Task goal — Report the lines of the data below that contain the string "concrete".

::: Supplied records

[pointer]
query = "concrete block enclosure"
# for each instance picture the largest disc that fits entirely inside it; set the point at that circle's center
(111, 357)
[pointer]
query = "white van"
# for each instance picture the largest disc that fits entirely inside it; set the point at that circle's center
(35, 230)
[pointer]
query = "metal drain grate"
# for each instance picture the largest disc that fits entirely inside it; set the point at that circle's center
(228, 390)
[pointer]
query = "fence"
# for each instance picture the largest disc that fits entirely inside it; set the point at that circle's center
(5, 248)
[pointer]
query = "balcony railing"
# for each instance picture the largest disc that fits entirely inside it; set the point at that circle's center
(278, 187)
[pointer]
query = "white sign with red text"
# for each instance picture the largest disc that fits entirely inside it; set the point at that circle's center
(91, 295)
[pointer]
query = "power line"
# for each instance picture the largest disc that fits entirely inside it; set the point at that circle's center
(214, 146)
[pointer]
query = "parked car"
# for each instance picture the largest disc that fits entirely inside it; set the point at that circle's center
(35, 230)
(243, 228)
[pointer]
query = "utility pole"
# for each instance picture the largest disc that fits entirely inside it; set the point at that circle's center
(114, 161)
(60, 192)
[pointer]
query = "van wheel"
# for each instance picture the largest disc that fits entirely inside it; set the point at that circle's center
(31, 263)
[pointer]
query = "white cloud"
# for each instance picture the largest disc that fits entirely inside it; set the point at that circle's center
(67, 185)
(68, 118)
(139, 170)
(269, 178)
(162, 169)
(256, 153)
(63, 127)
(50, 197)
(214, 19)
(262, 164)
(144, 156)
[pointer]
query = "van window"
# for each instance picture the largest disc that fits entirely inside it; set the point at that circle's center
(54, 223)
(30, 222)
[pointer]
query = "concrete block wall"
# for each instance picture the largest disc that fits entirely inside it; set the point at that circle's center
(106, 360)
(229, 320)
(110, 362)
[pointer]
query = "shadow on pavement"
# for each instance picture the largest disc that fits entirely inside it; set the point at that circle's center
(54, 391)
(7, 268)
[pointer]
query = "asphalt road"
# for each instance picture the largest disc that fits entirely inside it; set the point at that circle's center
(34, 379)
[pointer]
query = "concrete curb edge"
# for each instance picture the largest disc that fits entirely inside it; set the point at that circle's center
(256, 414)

::::::

Result for this task —
query = "concrete block enclosure"
query = "concrete block wall"
query = "concrete curb edge"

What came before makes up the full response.